* [EXERCISE TEXT]
■ ■ ■ ■

Share your dilemmas and get honest opinions from other Mumsnetters.

To not allow a man who did this to meet my children?

269 replies

GlummyMcGlummerson · 29/01/2020 19:43

There’s a long backstory but basically my stepdad, who has been my stepdad since I was 6 (I’m now late 30’s) is not someone I like for various reasons - a main one being that he’s a serial cheater and my mum takes him back time and again.

About 20 years ago he had an affair - with his god daughter. His best friend’s daughter who he’d known since she was a baby. They grew up on the same street as us and he knew her all her childhood. He’s was 41, and she was 16. He claims he waited until she was 16 but they were caught 2 months after her 16th birthday and the pattern of his behaviour (sneaking out, late nights at ‘work’) lasted for about six months before that. It caused huge emotional distress to both families at the time, as you can imagine. I’ve kept him at arms length ever since

When my DD was born 7 years ago I decided that I couldn’t trust a person like this with her growing up. They live abroad now anyway so we’d hardly be seeing them. I made it clear to my mum that he would never meet her or any other children I had. It was the hardest thing I’ve ever done hurting her, and she ended up in hospital as a result with a “heart episode” (that’s all she’ll tell me and has never elaborated). But i dug my heels in and stood firm. I didn’t advertise this decision to other family members and no one has ever questioned why he hasn’t met my children.

■ ■ ■ ■

* [STORED DATA]
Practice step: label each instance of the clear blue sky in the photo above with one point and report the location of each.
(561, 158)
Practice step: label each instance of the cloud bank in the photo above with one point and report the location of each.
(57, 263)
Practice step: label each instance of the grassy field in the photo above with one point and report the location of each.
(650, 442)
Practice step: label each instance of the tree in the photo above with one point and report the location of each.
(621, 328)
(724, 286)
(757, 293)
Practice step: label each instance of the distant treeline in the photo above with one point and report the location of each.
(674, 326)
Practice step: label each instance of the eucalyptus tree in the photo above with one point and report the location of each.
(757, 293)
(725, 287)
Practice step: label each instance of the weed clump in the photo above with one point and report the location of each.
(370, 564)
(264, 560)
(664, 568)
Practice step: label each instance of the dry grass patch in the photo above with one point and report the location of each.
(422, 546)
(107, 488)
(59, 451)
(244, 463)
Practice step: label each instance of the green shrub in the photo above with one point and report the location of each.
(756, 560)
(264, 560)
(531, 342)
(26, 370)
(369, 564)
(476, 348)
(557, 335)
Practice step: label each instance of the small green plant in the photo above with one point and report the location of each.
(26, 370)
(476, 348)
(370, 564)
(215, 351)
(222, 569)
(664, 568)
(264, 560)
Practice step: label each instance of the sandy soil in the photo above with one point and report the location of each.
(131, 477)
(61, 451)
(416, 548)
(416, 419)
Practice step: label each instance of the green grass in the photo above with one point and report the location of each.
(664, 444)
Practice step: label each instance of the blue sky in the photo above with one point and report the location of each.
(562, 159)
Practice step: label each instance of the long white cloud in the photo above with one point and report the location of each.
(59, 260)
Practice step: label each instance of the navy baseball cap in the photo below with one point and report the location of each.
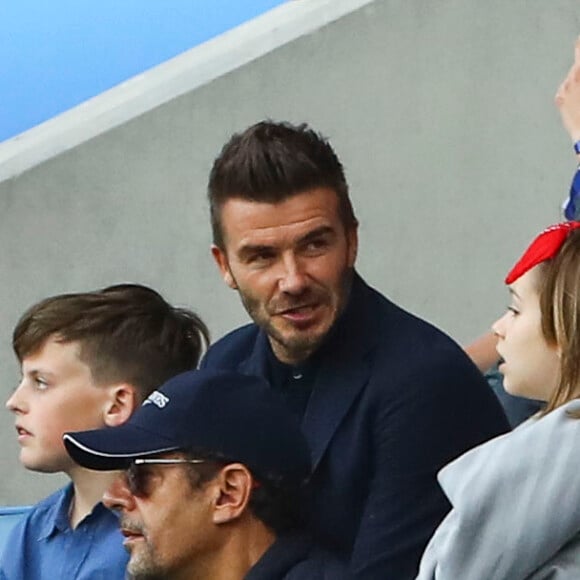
(218, 412)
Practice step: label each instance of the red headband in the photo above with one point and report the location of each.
(545, 246)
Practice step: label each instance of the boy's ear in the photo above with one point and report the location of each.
(221, 260)
(232, 491)
(121, 403)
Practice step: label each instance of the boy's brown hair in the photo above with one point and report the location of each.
(126, 333)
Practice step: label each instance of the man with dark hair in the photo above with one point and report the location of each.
(385, 399)
(88, 360)
(215, 469)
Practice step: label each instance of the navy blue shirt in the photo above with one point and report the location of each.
(43, 546)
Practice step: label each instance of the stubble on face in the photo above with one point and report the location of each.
(289, 342)
(143, 563)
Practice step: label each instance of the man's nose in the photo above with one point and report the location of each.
(293, 279)
(15, 402)
(118, 496)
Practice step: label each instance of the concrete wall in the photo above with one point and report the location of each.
(440, 110)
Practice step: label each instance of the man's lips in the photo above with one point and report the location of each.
(22, 432)
(131, 535)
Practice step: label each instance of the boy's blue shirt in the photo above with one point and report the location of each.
(43, 546)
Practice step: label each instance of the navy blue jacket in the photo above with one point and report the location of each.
(394, 400)
(294, 557)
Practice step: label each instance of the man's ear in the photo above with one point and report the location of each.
(222, 262)
(121, 403)
(352, 239)
(233, 487)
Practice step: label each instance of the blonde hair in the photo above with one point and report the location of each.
(559, 293)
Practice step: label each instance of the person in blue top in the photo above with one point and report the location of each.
(214, 483)
(88, 360)
(483, 350)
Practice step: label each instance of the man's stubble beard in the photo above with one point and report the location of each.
(303, 345)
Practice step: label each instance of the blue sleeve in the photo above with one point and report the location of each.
(572, 204)
(444, 408)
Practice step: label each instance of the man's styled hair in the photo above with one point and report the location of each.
(270, 162)
(126, 333)
(280, 504)
(558, 283)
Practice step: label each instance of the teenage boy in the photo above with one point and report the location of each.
(88, 360)
(215, 473)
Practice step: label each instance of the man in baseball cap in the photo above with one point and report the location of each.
(215, 468)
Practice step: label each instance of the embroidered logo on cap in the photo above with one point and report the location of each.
(157, 398)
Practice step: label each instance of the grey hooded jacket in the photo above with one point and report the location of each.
(516, 507)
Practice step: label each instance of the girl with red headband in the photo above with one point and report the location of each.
(516, 499)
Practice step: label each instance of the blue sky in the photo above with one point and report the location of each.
(56, 54)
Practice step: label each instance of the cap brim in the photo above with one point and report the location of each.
(114, 448)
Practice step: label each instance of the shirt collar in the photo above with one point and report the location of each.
(57, 518)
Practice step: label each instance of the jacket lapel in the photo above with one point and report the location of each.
(343, 370)
(336, 387)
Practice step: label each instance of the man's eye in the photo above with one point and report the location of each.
(316, 246)
(41, 384)
(260, 258)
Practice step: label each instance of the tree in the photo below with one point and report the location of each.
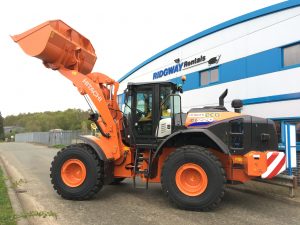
(1, 128)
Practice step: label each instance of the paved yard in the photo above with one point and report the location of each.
(124, 205)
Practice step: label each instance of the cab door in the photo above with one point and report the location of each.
(144, 113)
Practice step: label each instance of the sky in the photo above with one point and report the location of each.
(123, 33)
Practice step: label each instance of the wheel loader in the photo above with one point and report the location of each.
(193, 154)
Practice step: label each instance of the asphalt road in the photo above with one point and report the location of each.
(124, 205)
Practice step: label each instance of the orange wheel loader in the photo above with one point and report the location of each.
(193, 155)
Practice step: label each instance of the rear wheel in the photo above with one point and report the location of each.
(76, 172)
(193, 178)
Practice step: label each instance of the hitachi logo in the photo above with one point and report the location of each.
(92, 89)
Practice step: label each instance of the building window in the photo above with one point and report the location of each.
(291, 55)
(209, 76)
(280, 129)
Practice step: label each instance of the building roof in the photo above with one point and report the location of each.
(249, 16)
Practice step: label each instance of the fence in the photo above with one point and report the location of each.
(49, 138)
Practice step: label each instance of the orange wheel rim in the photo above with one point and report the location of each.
(191, 179)
(73, 172)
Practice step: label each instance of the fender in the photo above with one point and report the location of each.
(96, 147)
(206, 132)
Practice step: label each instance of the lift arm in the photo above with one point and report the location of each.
(62, 48)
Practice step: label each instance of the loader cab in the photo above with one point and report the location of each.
(151, 112)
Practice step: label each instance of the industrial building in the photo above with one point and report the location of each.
(255, 56)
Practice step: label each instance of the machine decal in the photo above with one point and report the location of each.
(276, 163)
(205, 118)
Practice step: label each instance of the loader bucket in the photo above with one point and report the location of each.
(58, 46)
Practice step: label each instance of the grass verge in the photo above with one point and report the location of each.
(7, 216)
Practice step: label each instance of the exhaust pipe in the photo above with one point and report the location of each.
(221, 98)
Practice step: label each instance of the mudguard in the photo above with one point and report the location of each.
(209, 134)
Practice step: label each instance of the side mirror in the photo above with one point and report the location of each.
(237, 104)
(127, 94)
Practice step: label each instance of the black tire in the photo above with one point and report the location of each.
(117, 180)
(214, 191)
(93, 181)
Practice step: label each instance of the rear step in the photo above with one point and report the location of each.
(139, 160)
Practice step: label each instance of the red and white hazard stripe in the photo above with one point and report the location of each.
(276, 163)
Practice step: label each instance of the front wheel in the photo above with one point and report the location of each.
(76, 172)
(193, 178)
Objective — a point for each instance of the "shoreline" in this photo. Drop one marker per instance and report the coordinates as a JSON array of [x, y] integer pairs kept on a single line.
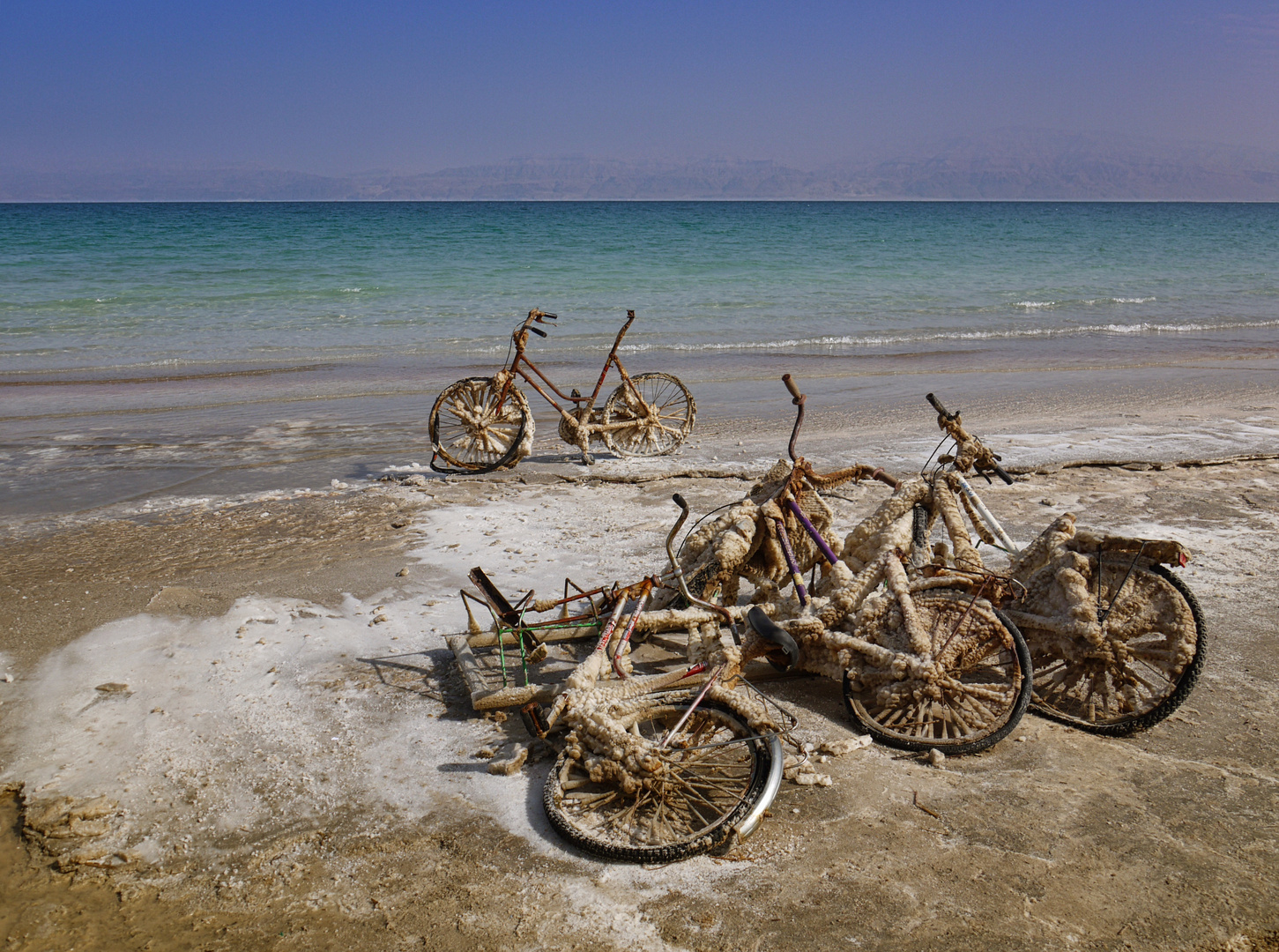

■ ■ ■ ■

* [EXERCISE DESCRIPTION]
Answer these from the Mumsnet post.
(a) How old was the poster when the stepdad came into her life?
(b) How old was the stepdad at the time of the affair?
(c) Where do the mother and stepdad live now?
The records were taken from a separate source.

* [EXERCISE SOLUTION]
(a) 6
(b) 41
(c) Abroad